* To do
Can you turn every row below into a numbered list, leaving out any blank lines?

* Dataset records

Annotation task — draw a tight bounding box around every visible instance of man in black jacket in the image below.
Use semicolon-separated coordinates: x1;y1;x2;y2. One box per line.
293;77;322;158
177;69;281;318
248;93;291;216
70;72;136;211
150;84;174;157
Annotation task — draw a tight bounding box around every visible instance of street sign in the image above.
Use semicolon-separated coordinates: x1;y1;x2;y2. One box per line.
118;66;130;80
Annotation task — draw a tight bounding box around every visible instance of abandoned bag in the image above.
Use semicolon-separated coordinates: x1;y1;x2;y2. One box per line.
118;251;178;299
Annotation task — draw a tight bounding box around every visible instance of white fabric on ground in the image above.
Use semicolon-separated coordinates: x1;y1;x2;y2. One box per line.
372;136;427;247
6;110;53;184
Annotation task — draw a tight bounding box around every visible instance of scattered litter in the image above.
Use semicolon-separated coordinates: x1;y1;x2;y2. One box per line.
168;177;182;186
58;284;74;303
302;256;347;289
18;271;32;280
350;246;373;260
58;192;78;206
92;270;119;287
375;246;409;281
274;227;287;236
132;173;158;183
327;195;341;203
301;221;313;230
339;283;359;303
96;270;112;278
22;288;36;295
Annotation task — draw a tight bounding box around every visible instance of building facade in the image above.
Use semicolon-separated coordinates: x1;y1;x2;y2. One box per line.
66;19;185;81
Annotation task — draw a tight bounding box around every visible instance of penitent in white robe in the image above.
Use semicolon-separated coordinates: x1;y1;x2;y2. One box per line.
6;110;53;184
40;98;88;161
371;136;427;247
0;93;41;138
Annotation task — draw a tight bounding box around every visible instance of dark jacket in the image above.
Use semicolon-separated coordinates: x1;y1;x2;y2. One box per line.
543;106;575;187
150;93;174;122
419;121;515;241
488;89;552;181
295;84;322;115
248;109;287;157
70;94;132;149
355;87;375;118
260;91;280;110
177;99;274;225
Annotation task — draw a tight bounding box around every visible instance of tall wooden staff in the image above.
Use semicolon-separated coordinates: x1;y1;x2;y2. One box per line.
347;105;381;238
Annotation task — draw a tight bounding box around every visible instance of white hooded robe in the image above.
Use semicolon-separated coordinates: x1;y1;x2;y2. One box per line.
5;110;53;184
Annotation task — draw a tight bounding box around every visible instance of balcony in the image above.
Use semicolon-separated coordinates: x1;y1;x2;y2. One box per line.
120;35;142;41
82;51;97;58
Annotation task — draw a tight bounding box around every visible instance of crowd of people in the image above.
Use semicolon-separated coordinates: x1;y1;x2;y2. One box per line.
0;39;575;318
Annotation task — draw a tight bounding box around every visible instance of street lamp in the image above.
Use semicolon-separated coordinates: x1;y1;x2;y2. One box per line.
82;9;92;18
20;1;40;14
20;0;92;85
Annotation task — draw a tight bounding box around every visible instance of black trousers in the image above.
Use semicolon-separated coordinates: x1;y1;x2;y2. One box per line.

* Final result
1. Annotation task — draw a tight bounding box around every visible instance of man in black jacket in the image below.
2. Use semicolon-separated coordinates: x1;y1;x2;y2. One box per line.
3. 293;77;322;158
4. 177;69;281;318
5. 248;93;291;216
6. 70;72;136;211
7. 150;84;174;157
8. Annotation task — draw a tight bounding box around every visible instance of street sign in the image above.
9. Use semicolon-separated coordinates: x1;y1;x2;y2. One box per line.
10. 118;66;130;80
11. Annotation task — draw a tight bounding box around every visible instance of abandoned bag in the image above.
12. Use semicolon-separated coordinates: x1;y1;x2;y2. One box per line.
13. 118;251;178;299
14. Annotation task — draw a tight bounding box around every visible instance of white fabric on ground in the image above.
15. Use semicolon-separated coordinates: x1;y1;x2;y2. One box per line.
16. 372;136;427;247
17. 6;110;53;184
18. Annotation task — draw a tight bounding box around every visible instance of scattered litter in the image above.
19. Use semicolon-separated coordinates: x1;y1;x2;y2. One box per line.
20. 168;177;182;186
21. 58;284;74;303
22. 302;256;347;289
23. 18;271;32;280
24. 350;246;373;260
25. 58;192;78;206
26. 92;270;119;287
27. 375;246;409;281
28. 274;227;287;236
29. 132;173;158;183
30. 327;195;341;203
31. 301;221;313;230
32. 339;283;359;303
33. 96;270;112;278
34. 22;288;36;295
35. Annotation task — draw a tight bounding box around every visible instance of building facade in the image above.
36. Use semicolon-separated coordinates: x1;y1;x2;y2. One box per line.
37. 66;19;185;81
38. Annotation task — draw a tight bounding box around every visible instance of penitent in white robe in the image above.
39. Use semicolon-separated coordinates: x1;y1;x2;y2. One box per line.
40. 6;110;53;184
41. 40;98;88;161
42. 371;136;427;247
43. 0;93;41;138
44. Annotation task — draw a tight bounding box around every visible instance of dark jacket in the image above.
45. Use semicolon-separated coordinates: x1;y1;x2;y2. One box per line.
46. 543;106;575;187
47. 150;93;174;122
48. 419;121;515;241
49. 488;89;552;181
50. 295;84;322;115
51. 248;109;287;157
52. 70;94;132;149
53. 355;87;375;118
54. 260;91;280;110
55. 177;99;274;225
56. Annotation task — draw a tight bounding box around every visible instance of tall wooden staff in the image above.
57. Use semicolon-separated coordinates: x1;y1;x2;y2. One box per line.
58. 347;105;381;238
59. Annotation task — draw a tight bounding box around every visible instance of white hooded robe in the image above.
60. Use semicolon-separated coordinates: x1;y1;x2;y2. One box per line.
61. 5;110;53;184
62. Annotation task — draw a tight bounding box around every visible instance of balcony in the image above.
63. Use semicolon-separated coordinates: x1;y1;x2;y2. One box per line.
64. 120;35;142;41
65. 82;51;97;58
66. Annotation task — draw a tight bounding box around every visible instance of crowd of people in the image above.
67. Use semicolon-separated coordinates: x1;y1;x2;y2. One box per line.
68. 0;39;575;318
69. Annotation task — draw a tight bounding box around every visible instance of street lamp in the image above.
70. Use semicolon-separated coordinates: x1;y1;x2;y2. One box per line.
71. 82;9;92;18
72. 20;1;40;14
73. 20;0;92;85
74. Annotation task — draw a tight bounding box around every visible instance of black trousers in the image above.
75. Use semicolon-separated coordinates: x1;y1;x2;y2. One box per line.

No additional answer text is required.